▶ _DESCRIPTION OF THE TASK_: Convert the material below into a Markdown table with two columns, Row and Line, giving each line a numbered row and skipping any blank lines.

▶ _TASK MATERIAL_:
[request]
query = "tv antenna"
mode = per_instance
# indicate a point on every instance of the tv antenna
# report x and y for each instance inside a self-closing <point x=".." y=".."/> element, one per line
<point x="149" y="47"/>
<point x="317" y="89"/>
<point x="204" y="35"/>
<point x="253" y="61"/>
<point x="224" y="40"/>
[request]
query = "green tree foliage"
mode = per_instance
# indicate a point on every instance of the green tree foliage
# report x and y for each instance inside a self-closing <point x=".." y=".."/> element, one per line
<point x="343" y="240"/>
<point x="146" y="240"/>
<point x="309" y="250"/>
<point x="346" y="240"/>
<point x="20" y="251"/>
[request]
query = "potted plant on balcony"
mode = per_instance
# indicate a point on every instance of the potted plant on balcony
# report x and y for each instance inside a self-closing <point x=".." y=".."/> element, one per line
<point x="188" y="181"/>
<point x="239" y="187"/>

▶ _WORKED ANSWER_:
| Row | Line |
|---|---|
| 1 | [request] |
| 2 | query = "tv antenna" |
| 3 | mode = per_instance |
| 4 | # indicate a point on every instance of the tv antenna |
| 5 | # report x and y for each instance inside a self-closing <point x=".." y=".."/> element, one per line |
| 6 | <point x="149" y="47"/> |
| 7 | <point x="317" y="89"/> |
| 8 | <point x="204" y="35"/> |
| 9 | <point x="253" y="61"/> |
| 10 | <point x="224" y="40"/> |
| 11 | [request] |
| 12 | query = "green tree foliage" |
| 13 | mode = per_instance |
| 14 | # indicate a point on every instance of the green tree foliage |
| 15 | # report x and y for each instance inside a self-closing <point x=".." y=".."/> element, one per line |
| 16 | <point x="343" y="240"/> |
| 17 | <point x="146" y="240"/> |
| 18 | <point x="309" y="250"/> |
| 19 | <point x="346" y="240"/> |
| 20 | <point x="20" y="251"/> |
| 21 | [request] |
| 22 | query = "potted plant on balcony" |
| 23 | mode = per_instance |
| 24 | # indicate a point on every instance of the potted plant on balcony |
| 25 | # report x and y for each instance inside a self-closing <point x=".." y=".."/> element, one per line |
| 26 | <point x="188" y="181"/> |
| 27 | <point x="239" y="187"/> |